» GOALS:
- A) From the venture capital article, list every job title that it names for the people who work alongside partners at venture capital funds.
- B) Extend the venture capital article with a passage that picks up after its final sentence.

» SELECTED EXCERPT:
"All of us have to win for any of us to win"

What It's Really Like to Break Into Venture Capital

Introducing Invested: Uncensored takes from within the inner workings of America's prestigious venture capital firms. Our inaugural article features Sydney Thomas of Precursor Ventures.

Welcome to Invested, Supermaker’s new series featuring uncensored takes from within the inner workings of America's prestigious venture capital firms. Invested is led by Leah Fessler, journalist, investor, and Head of Editorial at Chief, and Alex Marshall, a venture capitalist focusing on special projects at First Round Capital, and co-founder of HealthIQ.

Press frequently highlights partners, the highest-level managers at American venture capital funds, but we rarely hear about the people they work alongside—the employees who, more often than not, do the grunt work to make deals happen. These analysts, associates, senior associates, principals, entrepreneurs-in-residence, talent scouts, and platform operators usually do not receive “carry,” which means they do not directly financially benefit when a portfolio company gets acquired or IPOs.

What’s more, very few funds directly promote associates, senior associates, and principals to partner. Anyone familiar with the VC recruiting process has heard the line “this isn’t a partner-track position” more times than they can count. Associate roles are generally understood to be two-year positions.

Given carry and partnerships are the primary financial drivers for people inspired to get into VC, you wouldn’t be crazy to question why non-partner VCs do what they do, how they advance, and what their day-to-day actually looks like. I certainly held these questions when I made the jump from working in journalism to working in VC and early-stage startups.

Thankfully, the future is bright. The next-generation of leaders in VC are far more diverse than tech and VC as we know it, representing inclusion and equity among different genders, races, geographies, socioeconomic backgrounds, sexual orientations, and more. These VCs are committed to finding, funding, and building progressive companies committed to inclusion and change. Hearing from them should change your perspective on tech’s future for the better, and there’s no one better to start with than Sydney Thomas.

» RAW DATA:
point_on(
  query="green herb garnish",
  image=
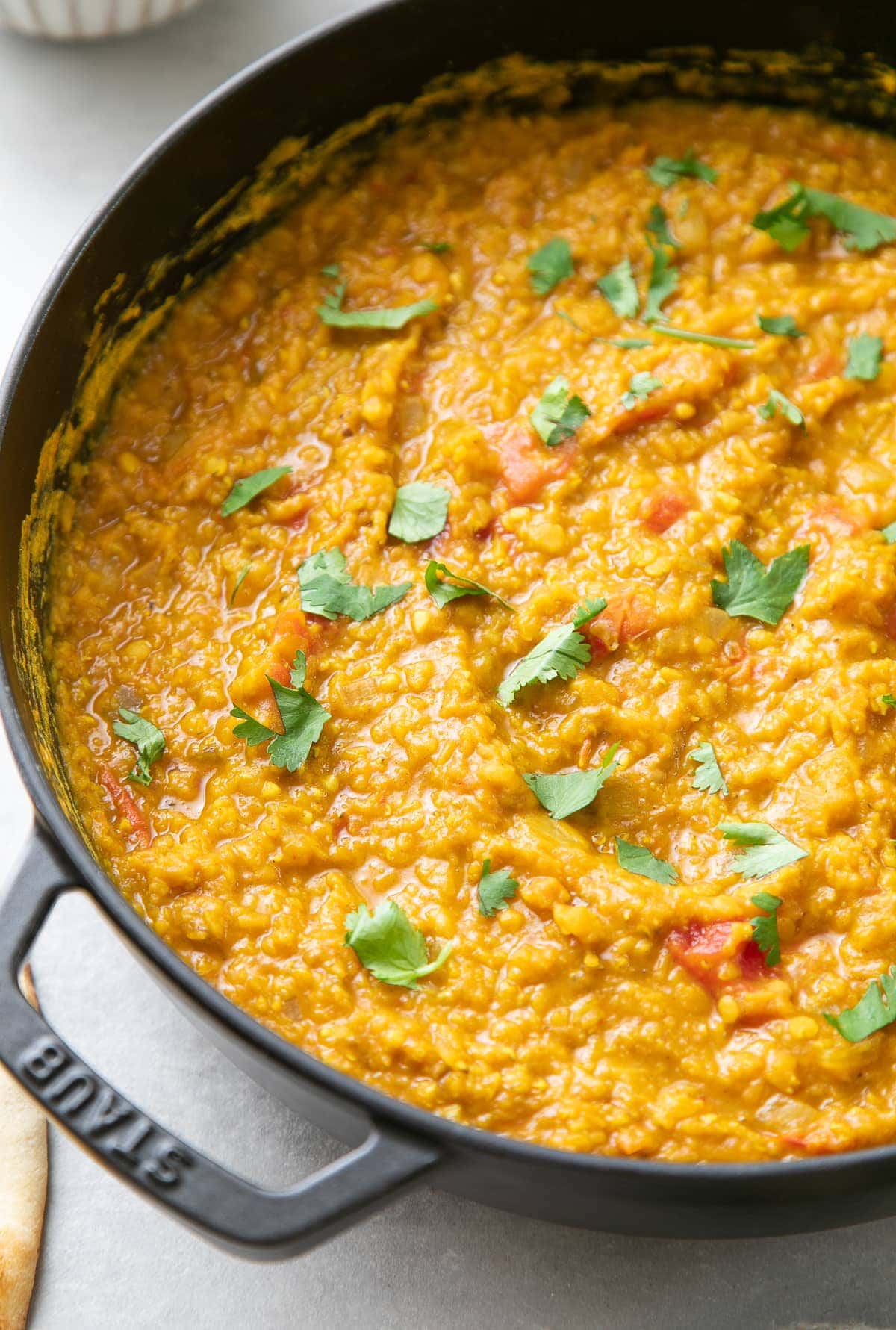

» EXPECTED ANSWERS:
- A)
- Analysts
- Associates
- Senior associates
- Principals
- Entrepreneurs-in-residence
- Talent scouts
- Platform operators

- B)
Thomas is presently a Senior Associate at Precursor Ventures, the early-stage fund based out of San Francisco and run by Charles Hudson. Precursor is three and a half years old, and recently closed its second fund, with $31 million in capital commitments, as TechCrunch reports. Precursor’s now-three person investment team has closed over 75 investments, and Thomas has been along for the entire ride. Supermaker spoke with Thomas to learn about her role, responsibilities, and vision for change in and beyond Silicon Valley.

Name: Sydney Thomas

Job Title: Senior Associate

Age: 31

Education: UC Berkeley-Haas, Masters of Business. Duke University, Bachelor of Arts

Years at Precursor: Three


Fessler: A lot of people outside VC aren’t familiar how funds are structured, and why. Many non-partner VC employees list their job title as “investor,” which can feel vague and confusing from the outside. What is your job title, and in your own words, what does this mean, within the context of Precursor?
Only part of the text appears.